▶ _Problem statement_
Copy out the lines of the listing word for word, starting at the line that contains "on the aston" and ending at the final line of the listing.
***** Extracted entries *****
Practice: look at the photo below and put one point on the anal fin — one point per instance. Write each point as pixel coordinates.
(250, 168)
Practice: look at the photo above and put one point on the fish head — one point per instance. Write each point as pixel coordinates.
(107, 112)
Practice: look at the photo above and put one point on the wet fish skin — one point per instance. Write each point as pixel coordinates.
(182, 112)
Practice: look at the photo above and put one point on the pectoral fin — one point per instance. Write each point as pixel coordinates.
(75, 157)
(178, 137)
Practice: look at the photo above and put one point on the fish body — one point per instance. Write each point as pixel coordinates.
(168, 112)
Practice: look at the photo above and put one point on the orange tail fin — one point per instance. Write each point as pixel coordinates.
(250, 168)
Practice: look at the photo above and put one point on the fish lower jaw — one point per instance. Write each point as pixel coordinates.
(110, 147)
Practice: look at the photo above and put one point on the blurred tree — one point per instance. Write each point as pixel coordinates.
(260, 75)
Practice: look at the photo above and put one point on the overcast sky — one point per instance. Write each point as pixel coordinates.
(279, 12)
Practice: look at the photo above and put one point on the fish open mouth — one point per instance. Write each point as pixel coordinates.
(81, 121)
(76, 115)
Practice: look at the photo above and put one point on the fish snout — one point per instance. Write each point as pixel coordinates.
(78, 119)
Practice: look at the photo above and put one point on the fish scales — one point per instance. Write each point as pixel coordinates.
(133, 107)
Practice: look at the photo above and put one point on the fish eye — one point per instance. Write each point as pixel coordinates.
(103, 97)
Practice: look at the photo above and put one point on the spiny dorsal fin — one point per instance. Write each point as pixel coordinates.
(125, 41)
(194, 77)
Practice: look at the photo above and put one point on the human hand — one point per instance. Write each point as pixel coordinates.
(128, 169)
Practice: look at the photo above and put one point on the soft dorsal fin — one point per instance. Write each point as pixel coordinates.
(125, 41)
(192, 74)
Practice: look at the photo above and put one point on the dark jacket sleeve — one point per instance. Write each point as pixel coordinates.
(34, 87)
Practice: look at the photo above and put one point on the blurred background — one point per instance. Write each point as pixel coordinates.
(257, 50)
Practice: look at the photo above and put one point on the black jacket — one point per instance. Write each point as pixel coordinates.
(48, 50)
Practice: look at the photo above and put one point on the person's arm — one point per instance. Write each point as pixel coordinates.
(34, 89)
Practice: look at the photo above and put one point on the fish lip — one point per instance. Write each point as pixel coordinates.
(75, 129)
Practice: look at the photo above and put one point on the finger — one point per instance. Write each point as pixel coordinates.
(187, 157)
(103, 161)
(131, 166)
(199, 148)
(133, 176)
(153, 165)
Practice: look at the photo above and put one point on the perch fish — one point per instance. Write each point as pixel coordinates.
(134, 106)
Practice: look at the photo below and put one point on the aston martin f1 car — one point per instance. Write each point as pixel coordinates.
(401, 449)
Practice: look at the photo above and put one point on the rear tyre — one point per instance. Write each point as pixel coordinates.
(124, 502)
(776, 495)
*****
▶ _Task result_
Practice: look at the photo below and put one point on the aston martin f1 car — one point per instance. Write each point as pixel coordinates.
(401, 449)
Practice: look at the photo above and put one point on the rear tyre — one point per instance. Write each point as pixel coordinates.
(124, 502)
(776, 495)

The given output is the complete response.